*** Source records ***

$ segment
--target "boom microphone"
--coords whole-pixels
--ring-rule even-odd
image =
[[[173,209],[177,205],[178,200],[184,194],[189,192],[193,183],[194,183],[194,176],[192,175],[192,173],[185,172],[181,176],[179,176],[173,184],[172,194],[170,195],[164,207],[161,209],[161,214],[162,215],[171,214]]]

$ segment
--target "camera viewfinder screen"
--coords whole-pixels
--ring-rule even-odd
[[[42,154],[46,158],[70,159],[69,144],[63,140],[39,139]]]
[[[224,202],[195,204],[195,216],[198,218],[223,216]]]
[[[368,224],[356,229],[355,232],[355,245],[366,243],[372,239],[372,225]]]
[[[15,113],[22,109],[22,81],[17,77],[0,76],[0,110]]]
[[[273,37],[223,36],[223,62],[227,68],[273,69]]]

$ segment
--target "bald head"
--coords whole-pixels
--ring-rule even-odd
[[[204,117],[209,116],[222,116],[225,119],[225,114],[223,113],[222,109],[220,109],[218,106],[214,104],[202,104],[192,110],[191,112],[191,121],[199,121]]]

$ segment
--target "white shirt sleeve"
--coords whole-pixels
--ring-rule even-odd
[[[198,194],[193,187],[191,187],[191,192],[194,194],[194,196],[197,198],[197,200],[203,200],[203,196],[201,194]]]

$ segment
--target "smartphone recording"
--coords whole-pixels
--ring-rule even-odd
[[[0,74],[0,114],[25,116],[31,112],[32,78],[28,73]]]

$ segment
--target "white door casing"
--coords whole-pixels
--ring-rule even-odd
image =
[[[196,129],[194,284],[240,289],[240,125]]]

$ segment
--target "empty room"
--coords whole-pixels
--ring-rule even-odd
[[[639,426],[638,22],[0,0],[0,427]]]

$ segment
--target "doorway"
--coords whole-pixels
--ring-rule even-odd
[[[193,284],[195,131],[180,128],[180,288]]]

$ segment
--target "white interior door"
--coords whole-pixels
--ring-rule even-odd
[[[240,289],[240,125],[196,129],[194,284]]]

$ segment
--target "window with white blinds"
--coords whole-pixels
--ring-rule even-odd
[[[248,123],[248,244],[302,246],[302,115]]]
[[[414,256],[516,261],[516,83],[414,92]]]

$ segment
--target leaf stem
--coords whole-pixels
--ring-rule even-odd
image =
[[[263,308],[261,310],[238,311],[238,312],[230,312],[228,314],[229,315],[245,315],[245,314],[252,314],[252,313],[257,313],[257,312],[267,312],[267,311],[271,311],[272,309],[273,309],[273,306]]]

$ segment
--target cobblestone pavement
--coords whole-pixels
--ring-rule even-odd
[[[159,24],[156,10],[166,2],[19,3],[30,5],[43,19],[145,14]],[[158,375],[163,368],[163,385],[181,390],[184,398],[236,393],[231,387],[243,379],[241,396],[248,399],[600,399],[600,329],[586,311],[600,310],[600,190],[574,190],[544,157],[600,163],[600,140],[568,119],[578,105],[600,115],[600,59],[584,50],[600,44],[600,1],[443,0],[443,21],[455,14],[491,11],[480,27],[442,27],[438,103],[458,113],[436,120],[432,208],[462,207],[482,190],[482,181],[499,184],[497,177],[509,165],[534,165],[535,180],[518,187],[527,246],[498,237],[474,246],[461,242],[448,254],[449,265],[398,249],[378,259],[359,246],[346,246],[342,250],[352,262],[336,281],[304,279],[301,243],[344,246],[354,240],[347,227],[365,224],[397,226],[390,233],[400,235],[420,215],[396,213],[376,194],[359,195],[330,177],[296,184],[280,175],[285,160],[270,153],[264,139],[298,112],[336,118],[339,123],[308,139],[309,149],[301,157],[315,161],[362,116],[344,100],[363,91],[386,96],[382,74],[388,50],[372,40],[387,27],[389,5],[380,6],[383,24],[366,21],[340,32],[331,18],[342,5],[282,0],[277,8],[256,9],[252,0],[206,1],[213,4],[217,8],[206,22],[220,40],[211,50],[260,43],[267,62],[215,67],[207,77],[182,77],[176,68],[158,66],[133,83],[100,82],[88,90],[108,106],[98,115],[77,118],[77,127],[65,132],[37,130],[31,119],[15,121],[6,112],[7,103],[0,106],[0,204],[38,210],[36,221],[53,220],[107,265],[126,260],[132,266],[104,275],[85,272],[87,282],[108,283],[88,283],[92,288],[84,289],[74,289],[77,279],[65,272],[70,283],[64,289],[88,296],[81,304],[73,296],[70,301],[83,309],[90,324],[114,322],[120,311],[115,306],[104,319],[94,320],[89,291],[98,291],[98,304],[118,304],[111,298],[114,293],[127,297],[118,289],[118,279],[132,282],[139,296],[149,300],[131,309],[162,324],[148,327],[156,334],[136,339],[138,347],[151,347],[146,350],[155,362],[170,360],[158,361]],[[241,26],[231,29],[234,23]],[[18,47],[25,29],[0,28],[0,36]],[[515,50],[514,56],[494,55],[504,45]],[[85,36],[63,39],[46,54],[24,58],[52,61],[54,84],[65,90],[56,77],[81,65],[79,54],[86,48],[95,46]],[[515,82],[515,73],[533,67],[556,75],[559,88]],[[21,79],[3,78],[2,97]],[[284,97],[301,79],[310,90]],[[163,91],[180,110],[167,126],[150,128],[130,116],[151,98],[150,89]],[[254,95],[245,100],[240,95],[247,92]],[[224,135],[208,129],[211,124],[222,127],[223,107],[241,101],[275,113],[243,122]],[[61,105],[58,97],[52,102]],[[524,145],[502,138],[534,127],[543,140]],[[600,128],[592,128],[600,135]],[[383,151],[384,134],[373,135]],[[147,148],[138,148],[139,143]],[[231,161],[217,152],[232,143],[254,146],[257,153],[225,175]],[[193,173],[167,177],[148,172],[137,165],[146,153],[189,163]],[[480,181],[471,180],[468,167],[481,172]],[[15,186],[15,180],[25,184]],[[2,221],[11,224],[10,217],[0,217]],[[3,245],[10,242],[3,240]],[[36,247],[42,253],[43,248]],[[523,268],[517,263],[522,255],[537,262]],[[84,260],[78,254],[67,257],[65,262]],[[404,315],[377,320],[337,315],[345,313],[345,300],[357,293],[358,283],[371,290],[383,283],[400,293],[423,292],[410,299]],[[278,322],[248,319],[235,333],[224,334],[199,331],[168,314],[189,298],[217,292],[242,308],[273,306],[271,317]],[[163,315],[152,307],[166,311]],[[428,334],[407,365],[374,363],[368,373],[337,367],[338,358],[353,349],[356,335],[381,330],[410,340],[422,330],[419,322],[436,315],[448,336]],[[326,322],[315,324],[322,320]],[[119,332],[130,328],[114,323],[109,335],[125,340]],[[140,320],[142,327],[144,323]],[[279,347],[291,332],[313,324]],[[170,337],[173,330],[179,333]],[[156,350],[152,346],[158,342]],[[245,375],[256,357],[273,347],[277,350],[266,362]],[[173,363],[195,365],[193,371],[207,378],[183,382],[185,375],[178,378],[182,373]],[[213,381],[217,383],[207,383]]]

*** End of Source records ***

→ **Task brief**
Copy out, from the records above, every line that holds the string "white".

→ **Problem solution**
--target "white shirt sleeve"
--target "white door casing"
--target "white interior door"
--target "window with white blinds"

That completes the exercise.